◆ Set problem: Output, unchanged, the lines of the material below that start at the line containing "Each instance of the wooden shelf" and end at the final line of the material.

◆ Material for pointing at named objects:
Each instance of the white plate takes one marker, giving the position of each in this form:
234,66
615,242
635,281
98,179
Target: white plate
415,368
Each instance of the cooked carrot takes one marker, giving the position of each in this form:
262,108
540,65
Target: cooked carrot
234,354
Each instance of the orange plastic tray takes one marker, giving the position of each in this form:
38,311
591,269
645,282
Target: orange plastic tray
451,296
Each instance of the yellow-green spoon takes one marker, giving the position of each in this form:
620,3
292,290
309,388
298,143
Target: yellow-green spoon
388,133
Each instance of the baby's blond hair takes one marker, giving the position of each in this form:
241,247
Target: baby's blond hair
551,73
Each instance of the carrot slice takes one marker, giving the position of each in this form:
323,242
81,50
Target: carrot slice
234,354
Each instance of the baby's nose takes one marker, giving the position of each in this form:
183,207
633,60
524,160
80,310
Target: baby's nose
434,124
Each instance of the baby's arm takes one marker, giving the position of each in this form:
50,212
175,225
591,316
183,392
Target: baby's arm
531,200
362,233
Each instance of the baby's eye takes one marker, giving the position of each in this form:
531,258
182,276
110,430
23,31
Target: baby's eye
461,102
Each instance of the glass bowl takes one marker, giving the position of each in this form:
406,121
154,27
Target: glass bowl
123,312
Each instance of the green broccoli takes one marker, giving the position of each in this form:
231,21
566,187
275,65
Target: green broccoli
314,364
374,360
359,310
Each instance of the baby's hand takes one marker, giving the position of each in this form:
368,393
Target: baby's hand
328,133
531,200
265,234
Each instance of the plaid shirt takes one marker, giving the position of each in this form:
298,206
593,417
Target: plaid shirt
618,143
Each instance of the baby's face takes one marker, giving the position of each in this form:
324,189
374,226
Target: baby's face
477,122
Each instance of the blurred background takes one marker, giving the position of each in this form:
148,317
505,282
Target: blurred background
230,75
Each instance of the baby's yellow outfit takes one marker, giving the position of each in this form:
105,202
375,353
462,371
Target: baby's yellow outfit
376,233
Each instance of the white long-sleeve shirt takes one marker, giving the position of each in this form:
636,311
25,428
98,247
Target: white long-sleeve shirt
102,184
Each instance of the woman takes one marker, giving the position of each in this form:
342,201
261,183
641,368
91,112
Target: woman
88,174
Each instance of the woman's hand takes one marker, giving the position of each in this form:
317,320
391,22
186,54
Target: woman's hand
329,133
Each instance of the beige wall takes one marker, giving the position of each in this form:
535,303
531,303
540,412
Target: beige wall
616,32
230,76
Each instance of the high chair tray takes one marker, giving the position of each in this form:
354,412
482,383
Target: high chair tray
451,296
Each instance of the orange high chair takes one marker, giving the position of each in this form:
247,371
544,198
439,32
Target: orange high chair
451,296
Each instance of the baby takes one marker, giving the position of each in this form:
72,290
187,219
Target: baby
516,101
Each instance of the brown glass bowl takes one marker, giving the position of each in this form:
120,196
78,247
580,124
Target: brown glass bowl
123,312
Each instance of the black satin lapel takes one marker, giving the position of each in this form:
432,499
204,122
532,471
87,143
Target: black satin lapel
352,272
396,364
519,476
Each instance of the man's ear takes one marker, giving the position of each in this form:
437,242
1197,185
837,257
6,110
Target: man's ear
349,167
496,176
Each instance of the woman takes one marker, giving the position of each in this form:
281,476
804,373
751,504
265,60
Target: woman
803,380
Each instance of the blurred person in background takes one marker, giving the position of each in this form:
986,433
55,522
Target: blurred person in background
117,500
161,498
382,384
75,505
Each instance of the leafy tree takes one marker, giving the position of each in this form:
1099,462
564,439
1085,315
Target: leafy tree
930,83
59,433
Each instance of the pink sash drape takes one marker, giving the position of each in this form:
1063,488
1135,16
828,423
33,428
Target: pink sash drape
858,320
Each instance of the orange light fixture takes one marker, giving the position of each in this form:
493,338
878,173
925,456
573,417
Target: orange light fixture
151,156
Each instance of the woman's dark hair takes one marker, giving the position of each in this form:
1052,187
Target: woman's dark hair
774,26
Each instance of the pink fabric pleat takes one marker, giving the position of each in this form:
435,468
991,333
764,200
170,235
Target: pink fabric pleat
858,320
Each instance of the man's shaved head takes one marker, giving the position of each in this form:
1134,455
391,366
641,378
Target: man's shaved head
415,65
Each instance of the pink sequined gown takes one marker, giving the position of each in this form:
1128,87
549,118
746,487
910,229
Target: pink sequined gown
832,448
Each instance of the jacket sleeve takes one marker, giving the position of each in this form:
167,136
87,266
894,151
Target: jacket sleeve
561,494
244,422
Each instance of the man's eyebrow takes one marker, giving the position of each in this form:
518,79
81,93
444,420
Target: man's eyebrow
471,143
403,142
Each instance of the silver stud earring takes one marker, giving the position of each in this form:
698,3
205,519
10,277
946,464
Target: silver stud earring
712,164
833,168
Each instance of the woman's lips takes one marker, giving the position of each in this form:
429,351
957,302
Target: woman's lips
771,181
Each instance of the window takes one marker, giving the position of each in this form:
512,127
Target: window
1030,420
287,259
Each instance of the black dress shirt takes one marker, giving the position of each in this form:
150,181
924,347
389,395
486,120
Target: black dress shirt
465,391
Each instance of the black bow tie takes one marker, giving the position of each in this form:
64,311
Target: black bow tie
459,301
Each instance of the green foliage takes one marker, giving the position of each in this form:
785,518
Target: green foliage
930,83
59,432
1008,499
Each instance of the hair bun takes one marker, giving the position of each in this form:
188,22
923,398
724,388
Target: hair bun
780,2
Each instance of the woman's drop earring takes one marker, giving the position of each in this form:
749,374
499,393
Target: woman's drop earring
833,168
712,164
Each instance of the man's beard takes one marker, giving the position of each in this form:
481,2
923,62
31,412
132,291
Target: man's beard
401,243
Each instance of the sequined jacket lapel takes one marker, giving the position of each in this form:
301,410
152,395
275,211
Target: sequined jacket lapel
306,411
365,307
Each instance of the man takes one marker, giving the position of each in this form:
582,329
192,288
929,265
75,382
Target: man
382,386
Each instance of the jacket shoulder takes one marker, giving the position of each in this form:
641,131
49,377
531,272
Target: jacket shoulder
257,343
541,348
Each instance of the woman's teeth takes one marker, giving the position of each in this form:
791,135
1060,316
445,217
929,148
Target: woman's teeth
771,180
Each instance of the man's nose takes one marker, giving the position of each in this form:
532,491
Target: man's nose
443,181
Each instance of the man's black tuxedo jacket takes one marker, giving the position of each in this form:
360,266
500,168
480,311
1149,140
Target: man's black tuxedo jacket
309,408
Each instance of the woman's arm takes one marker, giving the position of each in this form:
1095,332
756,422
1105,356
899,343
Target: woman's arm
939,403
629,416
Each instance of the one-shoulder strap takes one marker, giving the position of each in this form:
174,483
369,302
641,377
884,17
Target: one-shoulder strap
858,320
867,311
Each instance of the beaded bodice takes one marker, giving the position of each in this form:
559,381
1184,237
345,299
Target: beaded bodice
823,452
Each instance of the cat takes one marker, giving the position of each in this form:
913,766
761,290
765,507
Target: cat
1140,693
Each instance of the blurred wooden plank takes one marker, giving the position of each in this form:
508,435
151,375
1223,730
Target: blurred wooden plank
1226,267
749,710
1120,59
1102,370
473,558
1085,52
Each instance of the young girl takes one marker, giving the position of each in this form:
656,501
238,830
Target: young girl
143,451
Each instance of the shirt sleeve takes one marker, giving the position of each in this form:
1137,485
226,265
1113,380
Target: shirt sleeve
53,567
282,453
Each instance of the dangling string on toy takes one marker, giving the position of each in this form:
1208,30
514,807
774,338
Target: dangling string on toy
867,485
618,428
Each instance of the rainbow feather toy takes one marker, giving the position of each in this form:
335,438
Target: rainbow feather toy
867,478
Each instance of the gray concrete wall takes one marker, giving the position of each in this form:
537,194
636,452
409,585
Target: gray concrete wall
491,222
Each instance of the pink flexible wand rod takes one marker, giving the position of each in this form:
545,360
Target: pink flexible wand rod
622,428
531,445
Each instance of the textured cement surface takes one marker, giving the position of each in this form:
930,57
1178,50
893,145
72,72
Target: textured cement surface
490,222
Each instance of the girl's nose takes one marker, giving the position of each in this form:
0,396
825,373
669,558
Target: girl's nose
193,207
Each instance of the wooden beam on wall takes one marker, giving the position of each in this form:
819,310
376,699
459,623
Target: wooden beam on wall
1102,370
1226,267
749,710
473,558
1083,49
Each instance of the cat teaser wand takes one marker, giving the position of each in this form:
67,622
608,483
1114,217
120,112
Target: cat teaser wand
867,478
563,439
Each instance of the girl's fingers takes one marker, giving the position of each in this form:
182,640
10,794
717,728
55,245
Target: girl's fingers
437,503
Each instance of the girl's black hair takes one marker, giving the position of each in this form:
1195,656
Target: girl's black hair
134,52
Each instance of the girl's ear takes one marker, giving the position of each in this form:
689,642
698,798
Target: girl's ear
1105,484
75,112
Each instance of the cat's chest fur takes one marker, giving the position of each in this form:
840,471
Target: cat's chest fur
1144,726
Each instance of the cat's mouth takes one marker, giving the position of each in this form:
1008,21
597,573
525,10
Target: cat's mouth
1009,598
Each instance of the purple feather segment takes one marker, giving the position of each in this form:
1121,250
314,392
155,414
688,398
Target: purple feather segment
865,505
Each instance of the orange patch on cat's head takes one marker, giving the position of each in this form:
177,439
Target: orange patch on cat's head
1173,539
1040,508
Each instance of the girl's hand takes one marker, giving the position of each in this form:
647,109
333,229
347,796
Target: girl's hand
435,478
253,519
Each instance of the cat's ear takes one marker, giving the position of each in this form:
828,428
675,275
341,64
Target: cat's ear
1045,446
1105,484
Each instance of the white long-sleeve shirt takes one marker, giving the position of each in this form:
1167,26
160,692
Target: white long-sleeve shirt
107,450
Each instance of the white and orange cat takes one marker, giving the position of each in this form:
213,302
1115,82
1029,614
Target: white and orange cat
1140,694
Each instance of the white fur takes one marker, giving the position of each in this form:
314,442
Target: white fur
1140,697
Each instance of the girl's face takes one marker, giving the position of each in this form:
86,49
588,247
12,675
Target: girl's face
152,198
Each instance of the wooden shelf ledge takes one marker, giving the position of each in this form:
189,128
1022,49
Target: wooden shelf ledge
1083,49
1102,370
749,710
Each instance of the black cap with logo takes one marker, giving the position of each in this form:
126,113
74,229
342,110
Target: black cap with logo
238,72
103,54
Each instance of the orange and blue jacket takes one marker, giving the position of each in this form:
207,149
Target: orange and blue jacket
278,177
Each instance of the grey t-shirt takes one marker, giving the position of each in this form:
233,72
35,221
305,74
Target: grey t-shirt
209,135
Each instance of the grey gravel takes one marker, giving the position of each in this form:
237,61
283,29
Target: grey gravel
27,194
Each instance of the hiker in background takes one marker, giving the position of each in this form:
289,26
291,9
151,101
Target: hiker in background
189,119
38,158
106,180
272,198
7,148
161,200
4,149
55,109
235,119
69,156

◆ Response to the exercise:
Each instance of the wooden shelf ledge takes one marker, giving the position of each in this form:
189,128
1022,49
Target: wooden shelf ledge
1083,49
1102,370
749,710
Each instance of the black cap with logo takes one marker, giving the position of each in this form:
126,113
74,229
342,110
Target: black cap with logo
238,72
103,54
Each instance of the orange and blue jacket takes one marker, giving the position of each in this form:
207,149
Target: orange and blue jacket
278,177
Each instance of the grey t-shirt takes one marker, giving the position of each in this form:
233,72
35,221
305,74
Target: grey t-shirt
209,135
Each instance of the grey gravel takes one marker, giving the position of each in this form:
237,61
283,29
Target: grey gravel
27,194
Each instance of the hiker in background takes one marker, giving the position of each in this form:
289,26
291,9
151,101
Target: hiker in background
189,119
38,158
106,180
272,198
7,148
161,200
4,149
55,109
235,119
69,156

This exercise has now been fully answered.